**What is needed**
Every record below must come back exactly as written, with the images dropped.

--- START ---

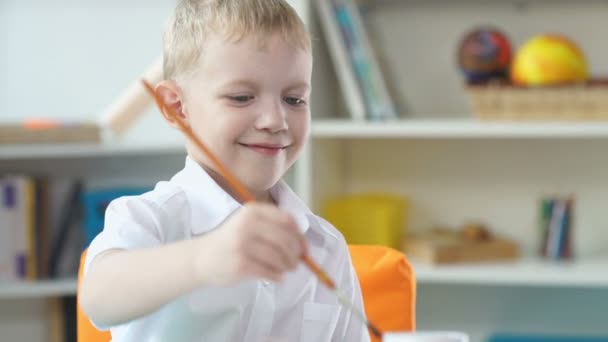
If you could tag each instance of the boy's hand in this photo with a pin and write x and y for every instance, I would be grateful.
(258, 241)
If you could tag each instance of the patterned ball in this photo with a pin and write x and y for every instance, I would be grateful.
(483, 54)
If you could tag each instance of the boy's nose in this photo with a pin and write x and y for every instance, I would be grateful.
(273, 119)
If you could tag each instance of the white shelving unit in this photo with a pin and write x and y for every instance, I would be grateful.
(453, 168)
(526, 272)
(463, 128)
(450, 166)
(38, 289)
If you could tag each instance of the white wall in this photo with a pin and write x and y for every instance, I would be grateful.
(70, 59)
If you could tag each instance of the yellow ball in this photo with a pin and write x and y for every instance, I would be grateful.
(549, 60)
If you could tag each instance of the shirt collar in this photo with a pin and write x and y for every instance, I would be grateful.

--- END ---

**Result of this task**
If you could tag each instance of the boy's hand in this photo with a pin and write x and y for every instance, I would be grateful.
(258, 241)
If you could tag each instance of the patterned ball in this photo with a pin and write x and y for every instance, I would be grateful.
(483, 54)
If you could tag each instance of the boy's nose in this photo with a pin and write x and y for every instance, I would be grateful.
(273, 119)
If you could tag each instance of the white shelving unit in this photo with a pin and write x and y for every instance, I would be grateful.
(453, 168)
(526, 272)
(463, 128)
(450, 166)
(38, 289)
If you could tag each instance of the white wall in this photo with a pin and write x and y for every instance, I would be grateful.
(70, 59)
If you could tag each instance of the yellow ball in this photo with a pin and write x and y for every instance, I would be grateful.
(549, 60)
If you could tag each instance of the shirt collar in this photo with a pin and write x and y for every instance, I would be grateful.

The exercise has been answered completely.